**Provided data:**
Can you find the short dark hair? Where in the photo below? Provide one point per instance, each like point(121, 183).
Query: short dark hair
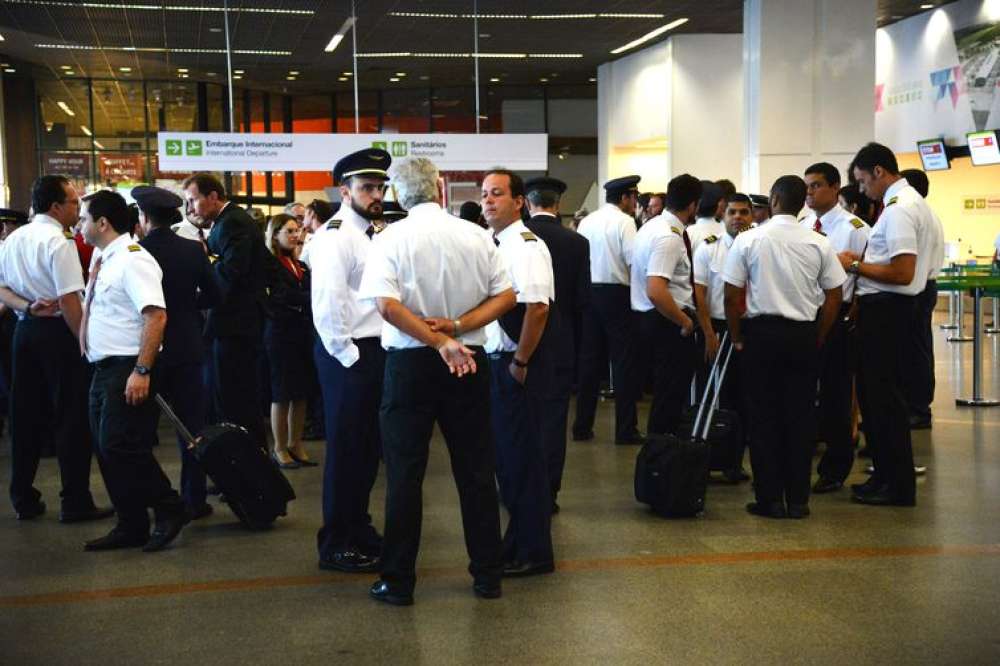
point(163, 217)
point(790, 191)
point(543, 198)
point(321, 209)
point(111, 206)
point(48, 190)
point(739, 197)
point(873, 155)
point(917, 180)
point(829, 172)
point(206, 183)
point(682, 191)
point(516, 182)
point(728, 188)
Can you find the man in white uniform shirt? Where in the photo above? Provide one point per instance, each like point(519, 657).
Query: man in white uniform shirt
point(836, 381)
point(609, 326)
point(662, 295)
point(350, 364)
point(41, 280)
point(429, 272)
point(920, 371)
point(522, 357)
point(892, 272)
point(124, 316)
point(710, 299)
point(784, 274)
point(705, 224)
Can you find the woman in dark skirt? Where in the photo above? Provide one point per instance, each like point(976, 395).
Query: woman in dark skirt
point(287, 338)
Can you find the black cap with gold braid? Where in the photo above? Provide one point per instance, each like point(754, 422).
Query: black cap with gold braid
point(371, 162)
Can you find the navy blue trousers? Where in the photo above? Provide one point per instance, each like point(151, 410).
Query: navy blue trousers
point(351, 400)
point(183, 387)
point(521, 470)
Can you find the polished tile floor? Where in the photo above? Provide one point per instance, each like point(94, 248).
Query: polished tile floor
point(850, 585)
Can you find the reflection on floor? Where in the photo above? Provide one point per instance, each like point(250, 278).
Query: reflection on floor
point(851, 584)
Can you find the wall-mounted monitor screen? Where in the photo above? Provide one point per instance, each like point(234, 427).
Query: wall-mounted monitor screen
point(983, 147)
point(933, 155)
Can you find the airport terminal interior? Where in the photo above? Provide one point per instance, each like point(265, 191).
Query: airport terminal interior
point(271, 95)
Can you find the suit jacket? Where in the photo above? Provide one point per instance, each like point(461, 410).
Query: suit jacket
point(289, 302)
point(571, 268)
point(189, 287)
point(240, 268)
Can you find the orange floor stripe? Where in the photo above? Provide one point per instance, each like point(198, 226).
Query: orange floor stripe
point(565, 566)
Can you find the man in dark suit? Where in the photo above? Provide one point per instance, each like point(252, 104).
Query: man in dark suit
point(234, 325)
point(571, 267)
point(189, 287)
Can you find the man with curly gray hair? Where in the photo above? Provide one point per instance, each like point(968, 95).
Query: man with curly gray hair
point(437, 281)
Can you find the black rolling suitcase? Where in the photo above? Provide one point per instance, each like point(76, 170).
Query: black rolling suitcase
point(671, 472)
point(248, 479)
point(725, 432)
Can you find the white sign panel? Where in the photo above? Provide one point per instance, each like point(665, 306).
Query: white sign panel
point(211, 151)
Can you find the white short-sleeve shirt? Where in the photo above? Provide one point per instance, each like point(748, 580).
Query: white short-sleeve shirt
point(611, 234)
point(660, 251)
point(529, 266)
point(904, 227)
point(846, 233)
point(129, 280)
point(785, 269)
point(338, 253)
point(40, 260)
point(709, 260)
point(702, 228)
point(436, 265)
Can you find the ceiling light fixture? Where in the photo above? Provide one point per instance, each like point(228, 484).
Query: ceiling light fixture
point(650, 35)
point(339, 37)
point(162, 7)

**Required task:** Update all of the records above, putting "image" wherever "photo" appears and keeping everything else the same. Write the records out again without the pictures.

**Written answer:**
Can you find the short dark hair? Where in the image below? Provide one point per instance, each like point(121, 183).
Query: short dark hair
point(163, 217)
point(790, 191)
point(543, 198)
point(321, 209)
point(111, 206)
point(48, 190)
point(739, 197)
point(873, 155)
point(917, 180)
point(829, 172)
point(206, 183)
point(682, 191)
point(516, 182)
point(728, 188)
Can you find the man in white uniform shirt? Where in the image above? Provide one point per instance, each like point(519, 657).
Query: man in white uniform shirt
point(836, 381)
point(609, 326)
point(662, 295)
point(350, 364)
point(41, 280)
point(429, 272)
point(920, 371)
point(522, 357)
point(892, 272)
point(124, 316)
point(710, 299)
point(784, 274)
point(705, 224)
Can you find the woman in dark skirt? Where in the image above? Provide one point per instance, each like point(976, 395).
Query: woman in dark skirt
point(287, 338)
Can you find the black cap with gold braid? Where in the image above? Provide one point per instance, each like point(754, 422).
Query: black cap with gold braid
point(371, 162)
Can you find the navy blue trousers? Where in the image above? Provide one point per instance, each like point(151, 410).
Query: navy blue trousers
point(351, 400)
point(183, 387)
point(521, 470)
Can you find the polished tile floor? Where in the image above? Provide one point per instance, each like point(94, 248).
Query: polished tile floor
point(850, 585)
Can you find the reflection on floor? Where in the image above? Provide one point per instance, each like point(250, 278).
Query: reflection on floor
point(851, 584)
Can you find the wall-mounted monitor screen? Where in the image above? Provide one point per instance, each like point(234, 427).
Query: wall-mounted monitor screen
point(983, 147)
point(933, 155)
Can you find the airport terminal interior? Where in the image above? Provide one point per instance, each like point(265, 191).
Query: airport terminal interior
point(271, 95)
Can you find the suit jacket? Where in the image above? Provide one point per instance, each like point(461, 410).
Query: suit jacket
point(289, 302)
point(571, 268)
point(189, 287)
point(240, 268)
Can you find the orange floor stripe? Where in the image above? Provide one point per instance, each like point(198, 226).
Query: orange floor stripe
point(565, 566)
Can you find the man in dark suit? Where in the image above? Provide one point per instance, each like point(252, 104).
Query: man in dark suit
point(234, 325)
point(571, 267)
point(189, 287)
Can you find the man with curly gray hair? Where in the image above? Provide one point per instance, each like point(968, 95).
Query: man with curly gray hair
point(437, 281)
Can you find the black rolling suitcase? Where in the image above? Provide one point per instance, each like point(76, 170).
Query: black rolling suitcase
point(671, 472)
point(248, 479)
point(725, 432)
Can you find the white sign panel? Where in the image above? Provide one point per instance, each like point(665, 306).
Query: white sign panel
point(211, 151)
Can you find the white short-sleeve shirt? Where in the image above? Provide one point per instance, each like point(748, 580).
Query: white short-sleeve shirt
point(611, 234)
point(660, 251)
point(529, 266)
point(904, 227)
point(846, 233)
point(129, 280)
point(785, 269)
point(338, 253)
point(40, 260)
point(709, 260)
point(702, 228)
point(436, 265)
Can you find the ceiling light fixture? Where in the image above? Provide one point per instance, each like point(228, 484).
Query: ceiling light fixture
point(650, 35)
point(339, 37)
point(162, 7)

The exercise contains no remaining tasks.